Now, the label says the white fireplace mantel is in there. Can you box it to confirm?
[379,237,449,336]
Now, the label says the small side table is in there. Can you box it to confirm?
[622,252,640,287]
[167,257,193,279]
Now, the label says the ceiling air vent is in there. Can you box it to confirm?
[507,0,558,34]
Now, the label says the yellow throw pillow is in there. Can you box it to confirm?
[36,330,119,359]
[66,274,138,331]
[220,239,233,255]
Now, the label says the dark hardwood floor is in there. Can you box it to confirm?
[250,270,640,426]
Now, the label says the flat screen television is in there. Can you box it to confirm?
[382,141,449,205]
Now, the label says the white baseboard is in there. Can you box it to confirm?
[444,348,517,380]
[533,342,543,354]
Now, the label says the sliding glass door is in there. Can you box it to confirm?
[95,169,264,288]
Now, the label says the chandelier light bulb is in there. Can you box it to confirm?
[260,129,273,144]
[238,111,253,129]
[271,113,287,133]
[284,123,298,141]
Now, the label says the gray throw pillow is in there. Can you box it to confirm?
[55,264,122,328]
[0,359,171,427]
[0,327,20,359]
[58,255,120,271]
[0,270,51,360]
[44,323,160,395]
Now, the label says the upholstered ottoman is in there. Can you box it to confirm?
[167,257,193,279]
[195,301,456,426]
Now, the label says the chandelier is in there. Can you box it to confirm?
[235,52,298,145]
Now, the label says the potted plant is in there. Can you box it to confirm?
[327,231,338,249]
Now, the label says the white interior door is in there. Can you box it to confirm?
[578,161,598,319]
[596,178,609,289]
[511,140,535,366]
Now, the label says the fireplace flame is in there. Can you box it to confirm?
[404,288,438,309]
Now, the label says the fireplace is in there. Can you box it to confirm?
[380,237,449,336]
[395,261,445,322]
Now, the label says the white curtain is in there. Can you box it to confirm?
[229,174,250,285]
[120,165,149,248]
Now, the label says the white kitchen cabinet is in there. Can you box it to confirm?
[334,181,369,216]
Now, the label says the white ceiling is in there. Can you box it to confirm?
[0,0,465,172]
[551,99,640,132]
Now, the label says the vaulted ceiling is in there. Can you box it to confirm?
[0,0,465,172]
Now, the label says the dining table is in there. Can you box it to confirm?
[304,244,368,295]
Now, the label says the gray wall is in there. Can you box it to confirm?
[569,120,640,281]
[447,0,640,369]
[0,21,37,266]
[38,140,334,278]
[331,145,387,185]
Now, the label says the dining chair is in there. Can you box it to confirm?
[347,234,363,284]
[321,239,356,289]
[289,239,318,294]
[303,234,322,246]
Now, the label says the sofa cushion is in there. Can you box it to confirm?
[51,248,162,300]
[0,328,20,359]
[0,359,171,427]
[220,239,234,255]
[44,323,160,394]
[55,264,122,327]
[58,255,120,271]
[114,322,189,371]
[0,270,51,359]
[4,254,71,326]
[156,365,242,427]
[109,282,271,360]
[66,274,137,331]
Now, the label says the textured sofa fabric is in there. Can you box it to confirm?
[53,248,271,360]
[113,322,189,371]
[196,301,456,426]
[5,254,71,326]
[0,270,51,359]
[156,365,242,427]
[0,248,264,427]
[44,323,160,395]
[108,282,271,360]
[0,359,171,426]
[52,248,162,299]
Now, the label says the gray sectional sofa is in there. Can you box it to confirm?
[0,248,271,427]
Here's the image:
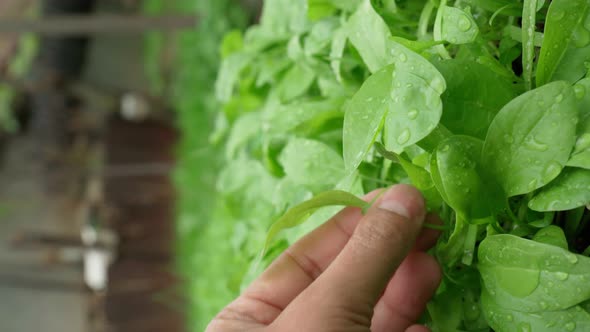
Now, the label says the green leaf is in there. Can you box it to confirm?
[303,18,339,56]
[533,225,568,250]
[522,0,538,90]
[215,53,252,102]
[277,64,316,101]
[225,112,261,160]
[330,26,348,82]
[342,66,393,171]
[567,78,590,169]
[483,82,578,197]
[470,0,522,17]
[529,168,590,211]
[537,0,590,86]
[478,234,590,313]
[383,41,446,154]
[260,0,307,35]
[263,190,368,252]
[435,59,517,139]
[279,138,345,191]
[263,98,344,135]
[348,0,391,73]
[430,136,506,220]
[441,6,479,44]
[481,291,590,332]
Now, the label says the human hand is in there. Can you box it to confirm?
[207,185,441,332]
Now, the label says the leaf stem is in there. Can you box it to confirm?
[522,0,537,91]
[417,0,435,40]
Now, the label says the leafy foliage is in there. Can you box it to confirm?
[195,0,590,332]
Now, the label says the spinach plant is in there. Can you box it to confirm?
[212,0,590,332]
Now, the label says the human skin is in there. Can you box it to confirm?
[207,185,441,332]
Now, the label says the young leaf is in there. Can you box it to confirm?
[383,41,446,154]
[533,225,568,250]
[522,0,538,90]
[483,82,578,197]
[279,138,345,190]
[330,27,348,82]
[215,53,252,101]
[342,66,393,171]
[537,0,590,86]
[481,291,590,332]
[260,0,307,35]
[435,59,517,139]
[478,234,590,313]
[430,136,506,220]
[277,64,316,101]
[263,190,368,253]
[529,168,590,211]
[348,0,391,73]
[567,78,590,169]
[441,6,479,44]
[262,98,344,135]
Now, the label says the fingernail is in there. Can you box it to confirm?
[378,184,426,221]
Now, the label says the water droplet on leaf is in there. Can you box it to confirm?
[555,93,563,103]
[574,84,586,99]
[543,161,563,183]
[458,16,471,31]
[555,272,570,281]
[525,137,549,152]
[397,129,411,145]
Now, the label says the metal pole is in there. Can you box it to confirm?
[0,14,198,37]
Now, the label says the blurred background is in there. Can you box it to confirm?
[0,0,261,332]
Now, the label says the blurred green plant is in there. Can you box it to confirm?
[144,0,249,331]
[0,35,38,132]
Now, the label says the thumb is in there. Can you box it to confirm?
[301,185,426,312]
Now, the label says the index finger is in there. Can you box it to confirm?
[231,190,381,324]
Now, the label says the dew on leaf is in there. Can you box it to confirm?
[397,128,411,145]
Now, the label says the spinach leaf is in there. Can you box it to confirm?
[279,138,345,191]
[342,66,394,171]
[481,291,590,332]
[567,78,590,169]
[330,27,348,82]
[483,82,578,197]
[522,0,537,90]
[277,64,316,101]
[262,98,344,135]
[260,0,307,35]
[537,0,590,86]
[263,190,369,253]
[435,59,517,139]
[348,0,391,73]
[215,53,252,101]
[441,6,479,44]
[343,41,446,169]
[533,225,568,250]
[529,168,590,211]
[478,234,590,313]
[383,41,446,153]
[430,136,506,220]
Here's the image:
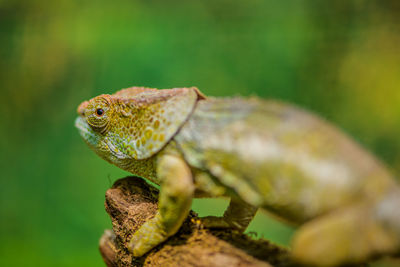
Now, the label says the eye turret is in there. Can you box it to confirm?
[85,95,111,133]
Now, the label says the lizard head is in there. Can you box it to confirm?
[75,87,204,164]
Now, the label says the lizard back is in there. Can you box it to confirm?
[174,98,394,222]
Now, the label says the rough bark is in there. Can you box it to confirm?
[100,177,294,267]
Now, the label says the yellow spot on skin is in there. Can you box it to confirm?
[144,129,153,139]
[141,137,146,145]
[153,134,158,141]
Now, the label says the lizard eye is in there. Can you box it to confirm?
[96,108,104,117]
[85,96,111,133]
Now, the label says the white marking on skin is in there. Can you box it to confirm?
[206,133,352,187]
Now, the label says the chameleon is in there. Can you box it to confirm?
[75,87,400,266]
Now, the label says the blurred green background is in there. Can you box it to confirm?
[0,0,400,266]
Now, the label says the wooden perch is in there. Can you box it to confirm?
[100,177,295,267]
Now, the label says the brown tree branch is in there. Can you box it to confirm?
[100,177,294,267]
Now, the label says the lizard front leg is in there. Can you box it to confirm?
[130,154,194,257]
[202,198,257,232]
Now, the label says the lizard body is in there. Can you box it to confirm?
[76,87,400,266]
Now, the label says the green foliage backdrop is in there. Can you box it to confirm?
[0,0,400,266]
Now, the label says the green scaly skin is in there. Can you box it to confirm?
[75,87,400,266]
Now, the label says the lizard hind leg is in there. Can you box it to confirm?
[292,195,400,266]
[202,198,258,232]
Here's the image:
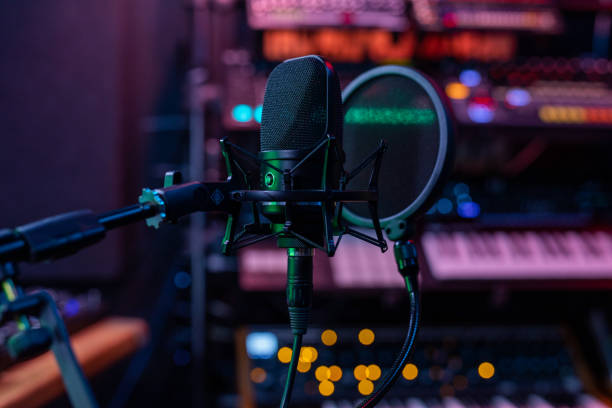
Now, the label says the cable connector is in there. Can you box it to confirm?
[393,240,419,279]
[287,248,313,335]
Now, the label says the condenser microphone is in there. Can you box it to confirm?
[259,55,344,248]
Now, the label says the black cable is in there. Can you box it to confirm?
[358,276,420,408]
[280,334,302,408]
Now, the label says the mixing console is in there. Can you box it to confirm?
[413,0,563,33]
[247,0,408,31]
[442,58,612,127]
[238,326,605,408]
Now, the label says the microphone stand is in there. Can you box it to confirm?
[0,136,387,408]
[0,262,98,408]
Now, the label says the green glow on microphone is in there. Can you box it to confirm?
[344,108,436,125]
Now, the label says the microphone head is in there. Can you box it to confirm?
[343,66,454,239]
[260,55,343,151]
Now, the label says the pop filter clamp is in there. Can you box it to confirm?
[342,65,453,408]
[0,131,387,408]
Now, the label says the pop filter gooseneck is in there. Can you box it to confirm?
[342,66,453,240]
[342,66,453,408]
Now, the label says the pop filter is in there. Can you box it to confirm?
[342,66,453,240]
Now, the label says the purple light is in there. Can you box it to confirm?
[459,69,482,88]
[64,299,81,317]
[506,88,531,106]
[468,103,495,123]
[457,201,480,218]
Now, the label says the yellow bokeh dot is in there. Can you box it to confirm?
[329,366,342,382]
[357,380,374,395]
[353,364,368,381]
[359,329,374,346]
[478,361,495,380]
[300,347,319,363]
[315,366,331,381]
[277,347,292,364]
[298,361,311,373]
[321,329,338,346]
[366,364,380,381]
[402,363,419,381]
[445,82,470,99]
[329,366,342,382]
[250,367,268,384]
[319,380,334,397]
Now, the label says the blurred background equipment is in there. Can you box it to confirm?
[0,0,612,408]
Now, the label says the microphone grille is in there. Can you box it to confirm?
[260,55,342,151]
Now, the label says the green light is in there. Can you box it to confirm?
[253,105,263,123]
[344,108,436,125]
[232,104,253,123]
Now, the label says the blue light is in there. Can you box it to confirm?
[468,103,494,123]
[172,349,191,367]
[246,332,278,359]
[174,272,191,289]
[506,88,531,106]
[457,194,472,205]
[232,104,253,123]
[253,105,263,123]
[436,198,453,214]
[457,201,480,218]
[459,69,482,88]
[453,183,470,196]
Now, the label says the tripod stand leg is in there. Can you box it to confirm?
[33,292,98,408]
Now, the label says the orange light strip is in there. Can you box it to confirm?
[538,105,612,124]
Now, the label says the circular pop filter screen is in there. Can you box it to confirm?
[342,66,450,227]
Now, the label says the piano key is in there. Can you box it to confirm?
[442,397,466,408]
[406,398,428,408]
[527,394,555,408]
[491,395,517,408]
[577,394,607,408]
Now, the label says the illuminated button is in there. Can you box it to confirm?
[353,364,368,381]
[321,329,338,346]
[232,104,253,123]
[366,364,381,381]
[250,367,268,384]
[329,366,342,382]
[298,361,311,373]
[478,361,495,380]
[300,347,319,363]
[402,363,419,381]
[357,380,374,395]
[445,82,470,99]
[315,366,331,381]
[319,380,334,397]
[277,347,292,364]
[359,329,374,346]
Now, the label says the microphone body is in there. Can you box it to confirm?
[258,55,344,248]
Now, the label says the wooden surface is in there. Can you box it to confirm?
[0,317,148,408]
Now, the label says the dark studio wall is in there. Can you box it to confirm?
[0,0,185,283]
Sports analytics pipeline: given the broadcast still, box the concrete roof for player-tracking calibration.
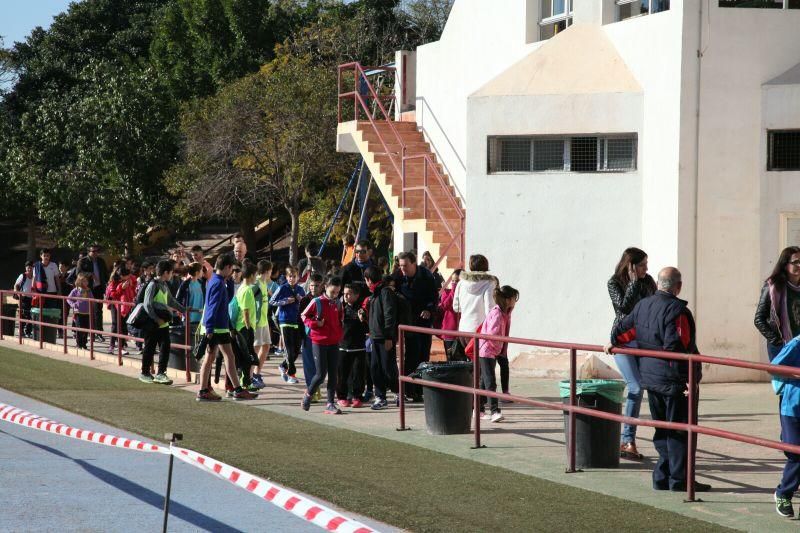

#### Work required:
Retype the records from their first line through the line that contains "[507,0,558,34]", inclusive, keeping every line identical.

#### Task result:
Now, the label says the white fireplace mantel is in there. Can you box it to confirm?
[379,237,449,336]
Now, the label says the small side table is in there. Can you box it to confirm?
[622,252,640,287]
[167,257,193,279]
Now, the label says the ceiling air vent is in there. Can you box it to confirm?
[507,0,558,34]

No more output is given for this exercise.